Exercise requirements.
Look through the listing underneath for "clicks", and copy every line that has it.

Supplied material.
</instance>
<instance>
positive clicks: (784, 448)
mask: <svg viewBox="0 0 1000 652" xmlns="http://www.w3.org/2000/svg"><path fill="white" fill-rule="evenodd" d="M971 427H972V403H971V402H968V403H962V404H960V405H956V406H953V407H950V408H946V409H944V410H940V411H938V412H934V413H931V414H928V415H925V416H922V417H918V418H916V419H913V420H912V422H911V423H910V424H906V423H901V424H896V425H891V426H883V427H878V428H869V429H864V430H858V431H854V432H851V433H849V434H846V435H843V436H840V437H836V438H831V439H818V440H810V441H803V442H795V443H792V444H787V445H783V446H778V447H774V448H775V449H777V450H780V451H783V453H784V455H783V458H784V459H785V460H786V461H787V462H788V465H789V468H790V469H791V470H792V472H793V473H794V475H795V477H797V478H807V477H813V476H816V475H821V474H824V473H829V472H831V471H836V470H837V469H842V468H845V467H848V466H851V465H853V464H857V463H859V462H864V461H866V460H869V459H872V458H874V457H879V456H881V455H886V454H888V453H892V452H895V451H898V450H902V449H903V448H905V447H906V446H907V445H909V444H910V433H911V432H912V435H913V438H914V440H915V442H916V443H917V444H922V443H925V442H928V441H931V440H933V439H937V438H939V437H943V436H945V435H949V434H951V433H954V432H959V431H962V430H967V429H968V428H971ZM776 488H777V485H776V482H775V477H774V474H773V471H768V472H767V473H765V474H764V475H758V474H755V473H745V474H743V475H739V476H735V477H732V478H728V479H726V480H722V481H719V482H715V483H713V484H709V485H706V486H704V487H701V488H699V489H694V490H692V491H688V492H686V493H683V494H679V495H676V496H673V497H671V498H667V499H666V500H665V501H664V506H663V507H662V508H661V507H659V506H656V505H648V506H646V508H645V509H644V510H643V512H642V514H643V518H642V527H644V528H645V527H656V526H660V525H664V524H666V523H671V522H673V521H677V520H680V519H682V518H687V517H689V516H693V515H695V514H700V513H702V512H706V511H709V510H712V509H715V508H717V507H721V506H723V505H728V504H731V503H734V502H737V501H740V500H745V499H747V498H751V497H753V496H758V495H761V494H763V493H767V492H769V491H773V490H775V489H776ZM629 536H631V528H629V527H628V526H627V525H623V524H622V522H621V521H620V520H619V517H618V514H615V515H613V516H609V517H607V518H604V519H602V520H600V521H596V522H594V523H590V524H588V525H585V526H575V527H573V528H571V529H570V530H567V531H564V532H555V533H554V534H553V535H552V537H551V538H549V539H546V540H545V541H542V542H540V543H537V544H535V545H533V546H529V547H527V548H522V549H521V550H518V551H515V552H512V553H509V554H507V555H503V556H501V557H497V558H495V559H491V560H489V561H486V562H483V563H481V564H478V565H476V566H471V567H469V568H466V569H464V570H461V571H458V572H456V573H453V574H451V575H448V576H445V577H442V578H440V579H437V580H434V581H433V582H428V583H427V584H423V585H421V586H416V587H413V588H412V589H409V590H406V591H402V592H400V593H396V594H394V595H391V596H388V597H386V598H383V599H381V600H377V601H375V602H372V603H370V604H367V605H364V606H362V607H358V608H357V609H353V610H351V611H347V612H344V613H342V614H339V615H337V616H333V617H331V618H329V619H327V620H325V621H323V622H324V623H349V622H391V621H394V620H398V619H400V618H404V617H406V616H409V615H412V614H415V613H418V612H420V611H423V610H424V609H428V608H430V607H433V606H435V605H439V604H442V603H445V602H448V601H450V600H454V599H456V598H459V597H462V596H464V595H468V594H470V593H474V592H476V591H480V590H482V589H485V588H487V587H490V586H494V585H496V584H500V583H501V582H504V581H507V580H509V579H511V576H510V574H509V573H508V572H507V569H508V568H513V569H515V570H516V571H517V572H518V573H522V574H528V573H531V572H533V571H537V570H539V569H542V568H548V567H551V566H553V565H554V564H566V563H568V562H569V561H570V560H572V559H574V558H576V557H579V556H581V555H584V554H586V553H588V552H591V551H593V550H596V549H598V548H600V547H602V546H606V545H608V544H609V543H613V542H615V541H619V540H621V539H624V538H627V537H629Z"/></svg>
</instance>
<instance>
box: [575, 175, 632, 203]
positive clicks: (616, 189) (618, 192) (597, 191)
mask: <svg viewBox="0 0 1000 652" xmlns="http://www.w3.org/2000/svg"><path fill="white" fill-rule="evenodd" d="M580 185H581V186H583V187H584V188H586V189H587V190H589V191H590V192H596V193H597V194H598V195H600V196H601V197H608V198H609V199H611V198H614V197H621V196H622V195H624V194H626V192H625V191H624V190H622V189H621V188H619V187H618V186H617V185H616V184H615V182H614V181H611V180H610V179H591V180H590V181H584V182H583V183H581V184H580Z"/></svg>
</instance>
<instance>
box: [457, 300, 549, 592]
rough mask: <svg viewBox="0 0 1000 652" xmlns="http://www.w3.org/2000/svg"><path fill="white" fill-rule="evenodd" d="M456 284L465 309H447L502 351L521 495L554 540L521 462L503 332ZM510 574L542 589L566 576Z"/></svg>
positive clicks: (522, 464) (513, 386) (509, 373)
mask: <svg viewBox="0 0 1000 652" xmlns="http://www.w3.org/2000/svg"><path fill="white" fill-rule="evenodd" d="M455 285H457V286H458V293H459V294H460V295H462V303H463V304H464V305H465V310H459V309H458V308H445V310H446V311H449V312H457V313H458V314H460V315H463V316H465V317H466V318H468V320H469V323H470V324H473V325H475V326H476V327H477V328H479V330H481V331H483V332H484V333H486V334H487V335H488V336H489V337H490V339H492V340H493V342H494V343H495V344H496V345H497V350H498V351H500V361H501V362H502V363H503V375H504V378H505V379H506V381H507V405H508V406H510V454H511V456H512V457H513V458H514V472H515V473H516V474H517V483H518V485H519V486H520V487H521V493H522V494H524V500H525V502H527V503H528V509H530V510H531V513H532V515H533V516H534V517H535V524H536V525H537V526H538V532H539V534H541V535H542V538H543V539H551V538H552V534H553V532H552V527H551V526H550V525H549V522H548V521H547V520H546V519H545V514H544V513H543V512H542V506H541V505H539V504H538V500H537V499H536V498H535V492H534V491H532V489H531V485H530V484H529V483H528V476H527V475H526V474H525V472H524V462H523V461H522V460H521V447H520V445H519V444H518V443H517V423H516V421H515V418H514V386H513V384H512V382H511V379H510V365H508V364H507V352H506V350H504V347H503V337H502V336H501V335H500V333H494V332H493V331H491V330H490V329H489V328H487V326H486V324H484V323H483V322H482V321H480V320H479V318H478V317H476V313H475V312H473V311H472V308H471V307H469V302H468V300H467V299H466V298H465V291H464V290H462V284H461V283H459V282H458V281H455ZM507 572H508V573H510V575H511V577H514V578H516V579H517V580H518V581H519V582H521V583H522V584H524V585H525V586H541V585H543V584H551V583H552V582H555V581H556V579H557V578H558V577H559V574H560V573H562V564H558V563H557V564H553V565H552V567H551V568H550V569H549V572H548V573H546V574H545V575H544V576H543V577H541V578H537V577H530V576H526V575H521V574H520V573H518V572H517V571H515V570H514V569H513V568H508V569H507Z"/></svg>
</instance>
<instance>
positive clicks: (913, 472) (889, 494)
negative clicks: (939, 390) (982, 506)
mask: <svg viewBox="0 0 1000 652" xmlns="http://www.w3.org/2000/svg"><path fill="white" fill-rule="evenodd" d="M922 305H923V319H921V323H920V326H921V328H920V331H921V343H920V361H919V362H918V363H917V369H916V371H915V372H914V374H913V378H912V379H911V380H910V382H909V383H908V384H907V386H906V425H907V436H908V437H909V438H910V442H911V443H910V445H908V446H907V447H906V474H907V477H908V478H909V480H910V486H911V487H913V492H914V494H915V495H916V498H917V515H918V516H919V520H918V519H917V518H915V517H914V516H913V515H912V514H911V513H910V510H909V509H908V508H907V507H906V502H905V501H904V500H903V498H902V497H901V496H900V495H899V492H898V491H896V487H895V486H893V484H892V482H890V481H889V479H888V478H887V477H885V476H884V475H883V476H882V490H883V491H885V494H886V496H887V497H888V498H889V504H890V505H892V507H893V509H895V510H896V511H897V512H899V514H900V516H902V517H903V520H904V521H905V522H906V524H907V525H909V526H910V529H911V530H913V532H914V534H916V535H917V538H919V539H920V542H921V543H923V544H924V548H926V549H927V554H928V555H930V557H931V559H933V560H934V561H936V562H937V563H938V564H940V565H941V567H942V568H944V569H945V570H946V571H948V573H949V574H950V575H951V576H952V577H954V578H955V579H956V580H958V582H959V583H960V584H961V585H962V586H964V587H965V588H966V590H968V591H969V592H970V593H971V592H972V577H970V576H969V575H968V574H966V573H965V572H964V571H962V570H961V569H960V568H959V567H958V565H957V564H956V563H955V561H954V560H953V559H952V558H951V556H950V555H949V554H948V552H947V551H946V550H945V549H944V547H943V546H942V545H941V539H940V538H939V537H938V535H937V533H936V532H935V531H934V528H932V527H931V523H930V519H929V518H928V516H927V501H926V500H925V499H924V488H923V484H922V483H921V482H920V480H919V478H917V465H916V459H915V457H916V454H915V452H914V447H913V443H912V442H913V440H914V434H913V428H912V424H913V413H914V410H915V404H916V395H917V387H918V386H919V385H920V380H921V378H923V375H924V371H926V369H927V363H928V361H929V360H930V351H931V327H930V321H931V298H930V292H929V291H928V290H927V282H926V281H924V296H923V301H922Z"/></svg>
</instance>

Solution to the problem.
positive clicks: (784, 448)
positive clicks: (616, 189) (618, 192) (597, 191)
positive clicks: (522, 464) (513, 386) (509, 373)
positive clicks: (913, 472) (889, 494)
negative clicks: (939, 390) (982, 506)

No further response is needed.